The Philippine central bank is looking to cut banks’ reserve requirement ratio significantly before yearend, according to governor Eli Remolona, a move that’s expected to unleash billions of pesos into the financial system.
“We will reduce the reserve requirement substantially this year, and then there may be further reductions by next year,” Remolona said at a media briefing in Manila on Wednesday. He didn’t specify the extent of cuts in the RRR, currently at 9.5% of deposits that bigger banks must set aside in reserve.
The governor’s comments come a month after the Bangko Sentral ng Pilipinas kicked off a rate cut cycle to lower the benchmark interest rate from a 17-year high. While the BSP had long stressed that the reserve requirement isn’t a monetary policy tool, it held off from triple R cuts during Remolona’s term so as not to cause confusion.
Banks have long sought lower RRR from the BSP to trim their costs and free up billions of pesos of funds required by the authorities to be locked in their vaults. Bank of the Philippine Islands, one of the country’s largest lenders, had even proposed a conditional, instead of a uniform reserve requirement cut, according to a GMA News report last month.

(DATASET):

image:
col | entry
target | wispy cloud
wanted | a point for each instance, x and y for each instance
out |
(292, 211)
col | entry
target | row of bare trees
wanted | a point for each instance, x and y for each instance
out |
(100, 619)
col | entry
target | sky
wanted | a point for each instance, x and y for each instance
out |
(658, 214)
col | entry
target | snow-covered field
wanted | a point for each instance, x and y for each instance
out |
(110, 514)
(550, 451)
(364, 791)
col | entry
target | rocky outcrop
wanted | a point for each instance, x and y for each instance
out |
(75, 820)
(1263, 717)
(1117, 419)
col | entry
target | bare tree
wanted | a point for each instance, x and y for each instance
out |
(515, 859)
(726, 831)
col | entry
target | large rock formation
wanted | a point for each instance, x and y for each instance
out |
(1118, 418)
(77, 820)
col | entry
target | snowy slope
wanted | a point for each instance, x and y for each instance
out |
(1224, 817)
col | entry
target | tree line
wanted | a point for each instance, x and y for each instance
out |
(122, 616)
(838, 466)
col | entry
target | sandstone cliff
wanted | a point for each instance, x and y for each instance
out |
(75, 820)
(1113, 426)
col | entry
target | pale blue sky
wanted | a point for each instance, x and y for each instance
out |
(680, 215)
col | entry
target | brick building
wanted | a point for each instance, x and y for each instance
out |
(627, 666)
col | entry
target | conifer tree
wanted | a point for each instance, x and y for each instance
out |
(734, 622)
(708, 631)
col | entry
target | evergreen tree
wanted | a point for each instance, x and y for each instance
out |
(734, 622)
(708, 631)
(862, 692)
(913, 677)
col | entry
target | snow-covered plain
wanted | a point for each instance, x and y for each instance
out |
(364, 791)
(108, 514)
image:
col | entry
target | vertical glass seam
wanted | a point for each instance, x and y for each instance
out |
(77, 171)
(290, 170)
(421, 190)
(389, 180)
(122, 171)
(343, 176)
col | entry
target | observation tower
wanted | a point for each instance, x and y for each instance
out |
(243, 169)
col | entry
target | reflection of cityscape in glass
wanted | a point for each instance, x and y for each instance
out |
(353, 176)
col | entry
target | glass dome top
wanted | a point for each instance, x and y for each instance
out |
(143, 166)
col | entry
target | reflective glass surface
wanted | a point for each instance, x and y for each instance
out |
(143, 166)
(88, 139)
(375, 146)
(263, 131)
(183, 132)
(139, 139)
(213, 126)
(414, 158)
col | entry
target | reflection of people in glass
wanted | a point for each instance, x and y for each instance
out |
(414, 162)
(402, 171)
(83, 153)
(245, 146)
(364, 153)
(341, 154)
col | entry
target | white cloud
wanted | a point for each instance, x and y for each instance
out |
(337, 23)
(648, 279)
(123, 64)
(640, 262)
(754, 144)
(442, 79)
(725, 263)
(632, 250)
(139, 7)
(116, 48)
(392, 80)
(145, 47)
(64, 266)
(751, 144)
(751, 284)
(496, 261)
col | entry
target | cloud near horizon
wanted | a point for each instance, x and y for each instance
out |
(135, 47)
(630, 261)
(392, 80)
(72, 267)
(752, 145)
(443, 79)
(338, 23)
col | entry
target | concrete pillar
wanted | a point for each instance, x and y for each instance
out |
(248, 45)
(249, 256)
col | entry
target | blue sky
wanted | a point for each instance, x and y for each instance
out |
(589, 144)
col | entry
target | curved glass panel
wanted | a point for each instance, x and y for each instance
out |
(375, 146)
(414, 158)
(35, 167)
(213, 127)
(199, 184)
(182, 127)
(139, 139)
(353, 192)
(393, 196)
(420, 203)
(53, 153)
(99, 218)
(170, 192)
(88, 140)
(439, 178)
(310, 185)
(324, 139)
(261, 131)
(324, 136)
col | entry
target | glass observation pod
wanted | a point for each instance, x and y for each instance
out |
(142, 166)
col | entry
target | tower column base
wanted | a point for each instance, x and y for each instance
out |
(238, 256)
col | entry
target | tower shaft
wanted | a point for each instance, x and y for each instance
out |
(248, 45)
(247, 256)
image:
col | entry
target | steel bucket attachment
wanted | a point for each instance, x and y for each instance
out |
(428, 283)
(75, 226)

(TO-DO LIST):
#1 Print the passage of the reserve requirement article starting with "Banks have long" and going on through "report last month.".
#2 Proceed with the article on the Philippine reserve requirement cut, picking up after its final sentence.

(ANSWERS TO THE EXERCISE):
#1
Banks have long sought lower RRR from the BSP to trim their costs and free up billions of pesos of funds required by the authorities to be locked in their vaults. Bank of the Philippine Islands, one of the country’s largest lenders, had even proposed a conditional, instead of a uniform reserve requirement cut, according to a GMA News report last month.

#2
“There’s a funny dynamic going on: the banks want a reduction in reserve requirement, and they’re saying that if you do reduce it, we will do this other thing for you, reduce transactions cost for payments, for example,” the governor said. “So we are trying to manage that.”
As for its next interest rate move, the BSP will focus on the country’s data, instead of the action of the Federal Reserve, which markets expect to start lowering interest rates this week for the first time in over four years.
“What the Fed will do is one data point for us. It’s not most of the data,” Remolona said. The BSP’s next policy meeting is set for Oct 17. Earlier this year, the governor said that he wants to slash the triple R to 5% by the end of his term in 2029.
The BSP last lowered the triple R in June 2023, when Remolona’s predecessor, Felipe Medalla, cut the ratio by 2.5 percentage points to 9.5%. That move was estimated to have released 325 billion pesos (US$5.8 billion or RM24.6 billion) into the financial system.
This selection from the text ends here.